#### What needs to be done:
Each line below should be quoted exactly, please.

>>>

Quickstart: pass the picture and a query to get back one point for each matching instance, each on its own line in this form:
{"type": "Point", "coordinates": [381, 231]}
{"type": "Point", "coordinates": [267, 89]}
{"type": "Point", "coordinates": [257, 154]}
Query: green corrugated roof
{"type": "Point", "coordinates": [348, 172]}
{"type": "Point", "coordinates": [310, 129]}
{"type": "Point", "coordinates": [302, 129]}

<<<

#### Expected answer:
Quickstart: pass the picture and a query to get back one point for each matching instance, each on its own line in this form:
{"type": "Point", "coordinates": [381, 231]}
{"type": "Point", "coordinates": [267, 89]}
{"type": "Point", "coordinates": [257, 154]}
Query: green corrugated roof
{"type": "Point", "coordinates": [348, 172]}
{"type": "Point", "coordinates": [310, 129]}
{"type": "Point", "coordinates": [302, 129]}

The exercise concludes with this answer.